### EXERCISE INPUTS
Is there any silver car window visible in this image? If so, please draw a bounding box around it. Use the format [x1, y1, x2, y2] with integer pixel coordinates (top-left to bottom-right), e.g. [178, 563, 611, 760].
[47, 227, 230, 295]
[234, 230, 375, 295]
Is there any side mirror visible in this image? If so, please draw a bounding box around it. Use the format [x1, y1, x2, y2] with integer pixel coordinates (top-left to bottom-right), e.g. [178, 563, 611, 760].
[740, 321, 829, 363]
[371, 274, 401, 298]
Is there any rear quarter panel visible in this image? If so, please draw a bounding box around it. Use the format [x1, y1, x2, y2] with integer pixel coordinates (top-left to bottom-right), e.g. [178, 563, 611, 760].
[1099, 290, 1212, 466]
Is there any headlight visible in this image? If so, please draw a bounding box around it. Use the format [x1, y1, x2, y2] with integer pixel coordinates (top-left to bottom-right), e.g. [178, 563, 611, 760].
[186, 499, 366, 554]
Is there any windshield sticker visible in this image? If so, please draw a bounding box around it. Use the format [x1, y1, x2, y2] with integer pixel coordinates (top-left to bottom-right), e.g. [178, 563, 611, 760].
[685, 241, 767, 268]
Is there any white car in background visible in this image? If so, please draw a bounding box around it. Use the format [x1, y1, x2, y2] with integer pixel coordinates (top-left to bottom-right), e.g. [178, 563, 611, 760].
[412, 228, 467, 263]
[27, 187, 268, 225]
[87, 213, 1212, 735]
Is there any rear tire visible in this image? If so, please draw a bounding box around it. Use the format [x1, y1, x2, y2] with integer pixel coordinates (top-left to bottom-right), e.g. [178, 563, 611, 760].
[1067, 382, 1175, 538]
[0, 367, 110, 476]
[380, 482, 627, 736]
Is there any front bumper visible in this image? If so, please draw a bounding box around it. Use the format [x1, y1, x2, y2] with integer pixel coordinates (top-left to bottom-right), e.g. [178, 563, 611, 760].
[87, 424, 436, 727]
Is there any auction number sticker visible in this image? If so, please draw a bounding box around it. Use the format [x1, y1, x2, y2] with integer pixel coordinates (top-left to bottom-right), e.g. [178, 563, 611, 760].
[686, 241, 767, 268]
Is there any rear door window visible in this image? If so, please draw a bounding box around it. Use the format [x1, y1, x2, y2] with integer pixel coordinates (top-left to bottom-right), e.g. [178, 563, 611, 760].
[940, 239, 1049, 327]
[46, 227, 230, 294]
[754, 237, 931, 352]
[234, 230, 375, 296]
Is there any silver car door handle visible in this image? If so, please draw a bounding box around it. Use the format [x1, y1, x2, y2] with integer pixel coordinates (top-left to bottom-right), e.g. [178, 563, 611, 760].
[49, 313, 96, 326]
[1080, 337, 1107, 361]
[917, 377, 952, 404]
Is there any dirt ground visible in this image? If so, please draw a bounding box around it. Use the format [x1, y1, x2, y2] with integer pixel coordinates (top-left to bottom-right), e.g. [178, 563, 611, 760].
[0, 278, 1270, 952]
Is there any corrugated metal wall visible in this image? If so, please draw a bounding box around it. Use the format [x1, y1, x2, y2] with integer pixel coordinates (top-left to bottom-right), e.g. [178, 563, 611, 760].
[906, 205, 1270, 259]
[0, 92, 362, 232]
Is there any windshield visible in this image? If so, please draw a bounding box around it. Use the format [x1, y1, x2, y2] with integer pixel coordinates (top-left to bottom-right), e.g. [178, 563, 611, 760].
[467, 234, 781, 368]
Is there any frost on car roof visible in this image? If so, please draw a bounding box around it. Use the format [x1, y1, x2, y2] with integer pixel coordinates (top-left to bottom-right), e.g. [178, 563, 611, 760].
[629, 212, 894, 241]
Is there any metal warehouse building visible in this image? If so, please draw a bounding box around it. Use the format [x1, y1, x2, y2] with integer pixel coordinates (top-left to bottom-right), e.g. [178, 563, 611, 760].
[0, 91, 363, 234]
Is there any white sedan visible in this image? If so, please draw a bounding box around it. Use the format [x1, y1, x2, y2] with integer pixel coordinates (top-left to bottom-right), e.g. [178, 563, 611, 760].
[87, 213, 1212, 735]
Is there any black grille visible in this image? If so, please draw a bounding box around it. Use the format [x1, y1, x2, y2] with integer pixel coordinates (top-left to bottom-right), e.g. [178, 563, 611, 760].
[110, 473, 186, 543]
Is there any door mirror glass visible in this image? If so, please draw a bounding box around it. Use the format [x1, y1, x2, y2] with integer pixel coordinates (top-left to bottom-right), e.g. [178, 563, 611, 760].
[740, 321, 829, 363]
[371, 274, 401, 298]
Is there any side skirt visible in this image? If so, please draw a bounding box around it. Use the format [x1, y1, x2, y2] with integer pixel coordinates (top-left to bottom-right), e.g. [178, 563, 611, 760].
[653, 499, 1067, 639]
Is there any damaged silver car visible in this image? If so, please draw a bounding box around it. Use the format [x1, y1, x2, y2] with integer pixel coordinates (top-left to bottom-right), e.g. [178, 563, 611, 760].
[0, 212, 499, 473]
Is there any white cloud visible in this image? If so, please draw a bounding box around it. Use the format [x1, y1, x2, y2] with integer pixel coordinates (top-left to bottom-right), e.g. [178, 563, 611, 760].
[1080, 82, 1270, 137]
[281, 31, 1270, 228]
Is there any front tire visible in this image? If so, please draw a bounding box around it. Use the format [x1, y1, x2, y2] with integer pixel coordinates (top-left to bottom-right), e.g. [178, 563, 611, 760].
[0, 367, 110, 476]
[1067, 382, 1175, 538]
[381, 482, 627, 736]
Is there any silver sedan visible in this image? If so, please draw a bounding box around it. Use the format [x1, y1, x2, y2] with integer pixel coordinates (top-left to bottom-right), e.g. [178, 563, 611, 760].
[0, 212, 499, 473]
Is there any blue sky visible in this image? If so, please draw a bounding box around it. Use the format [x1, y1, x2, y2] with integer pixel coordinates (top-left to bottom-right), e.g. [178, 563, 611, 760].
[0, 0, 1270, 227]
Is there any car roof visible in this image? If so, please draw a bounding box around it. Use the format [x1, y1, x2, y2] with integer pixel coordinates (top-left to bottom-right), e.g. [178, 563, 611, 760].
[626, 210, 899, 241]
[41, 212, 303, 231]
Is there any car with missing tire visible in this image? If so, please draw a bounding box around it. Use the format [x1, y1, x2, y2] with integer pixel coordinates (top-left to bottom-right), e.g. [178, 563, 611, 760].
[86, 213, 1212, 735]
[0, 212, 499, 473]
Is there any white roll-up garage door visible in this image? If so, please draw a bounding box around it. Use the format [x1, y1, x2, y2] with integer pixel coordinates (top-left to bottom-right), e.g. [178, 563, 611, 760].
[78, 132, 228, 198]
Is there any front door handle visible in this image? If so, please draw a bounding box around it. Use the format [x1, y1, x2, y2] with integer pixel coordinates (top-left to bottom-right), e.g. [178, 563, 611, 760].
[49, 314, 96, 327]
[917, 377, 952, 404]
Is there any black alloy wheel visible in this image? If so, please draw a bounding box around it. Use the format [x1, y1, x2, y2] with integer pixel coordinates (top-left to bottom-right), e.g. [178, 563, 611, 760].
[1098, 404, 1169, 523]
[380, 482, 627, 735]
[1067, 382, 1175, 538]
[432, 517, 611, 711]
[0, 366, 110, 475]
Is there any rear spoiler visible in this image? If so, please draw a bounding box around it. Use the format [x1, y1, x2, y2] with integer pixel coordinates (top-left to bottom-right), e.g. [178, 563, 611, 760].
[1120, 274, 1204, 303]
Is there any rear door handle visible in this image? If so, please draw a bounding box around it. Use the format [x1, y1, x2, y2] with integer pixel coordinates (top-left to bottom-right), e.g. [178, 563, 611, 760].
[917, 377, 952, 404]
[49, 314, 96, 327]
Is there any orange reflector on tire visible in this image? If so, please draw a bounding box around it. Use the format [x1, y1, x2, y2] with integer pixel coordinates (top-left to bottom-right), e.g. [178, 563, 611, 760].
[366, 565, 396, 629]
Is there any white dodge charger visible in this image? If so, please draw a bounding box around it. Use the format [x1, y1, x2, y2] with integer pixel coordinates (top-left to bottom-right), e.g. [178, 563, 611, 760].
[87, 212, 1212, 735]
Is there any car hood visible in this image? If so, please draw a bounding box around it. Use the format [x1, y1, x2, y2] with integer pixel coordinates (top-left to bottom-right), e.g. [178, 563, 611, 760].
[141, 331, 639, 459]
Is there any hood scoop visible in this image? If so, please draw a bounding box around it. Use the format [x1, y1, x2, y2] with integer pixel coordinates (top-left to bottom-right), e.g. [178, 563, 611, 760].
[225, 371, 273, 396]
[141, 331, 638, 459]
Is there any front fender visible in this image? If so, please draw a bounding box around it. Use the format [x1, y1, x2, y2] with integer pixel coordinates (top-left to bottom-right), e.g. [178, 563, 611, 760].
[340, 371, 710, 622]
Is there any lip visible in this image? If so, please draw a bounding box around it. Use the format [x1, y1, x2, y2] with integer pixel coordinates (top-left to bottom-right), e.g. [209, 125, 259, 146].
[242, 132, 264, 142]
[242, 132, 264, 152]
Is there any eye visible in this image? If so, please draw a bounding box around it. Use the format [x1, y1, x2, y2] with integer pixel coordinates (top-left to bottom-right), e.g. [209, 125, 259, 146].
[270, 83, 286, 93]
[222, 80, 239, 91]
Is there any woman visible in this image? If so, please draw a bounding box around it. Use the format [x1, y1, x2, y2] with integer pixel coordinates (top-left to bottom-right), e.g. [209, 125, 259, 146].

### REQUIRED WORK
Copy the entries above word for word, starting at the line containing "Is there any corrugated" and ending at the line containing "[0, 91, 363, 234]", both lines included.

### RIGHT ANSWER
Is there any corrugated metal wall visible in this image? If so, please draw a bounding box around it. Use the format [x1, y1, x2, y2] with integer pixel coordinates (top-left to bottom-right), e.g. [178, 563, 611, 760].
[906, 205, 1270, 259]
[0, 92, 362, 232]
Is there any windshield visible in this image? If so, please draw a bounding box around it. Use the format [x1, y1, x2, y2] with integer pixel coordinates (top-left to bottom-right), e.g. [178, 563, 611, 760].
[467, 234, 781, 368]
Is there any frost on car roof visible in this image? If so, please draw a bounding box around it. Use the format [x1, y1, x2, y2] with integer pixel coordinates (top-left to bottom-right), e.g. [178, 563, 611, 760].
[629, 212, 894, 241]
Is there any metal warehouse building visible in this image? If so, please draw a bounding box around it. Use the format [x1, y1, x2, y2] with integer pixel coordinates (top-left to bottom-right), e.g. [178, 563, 611, 760].
[0, 91, 363, 234]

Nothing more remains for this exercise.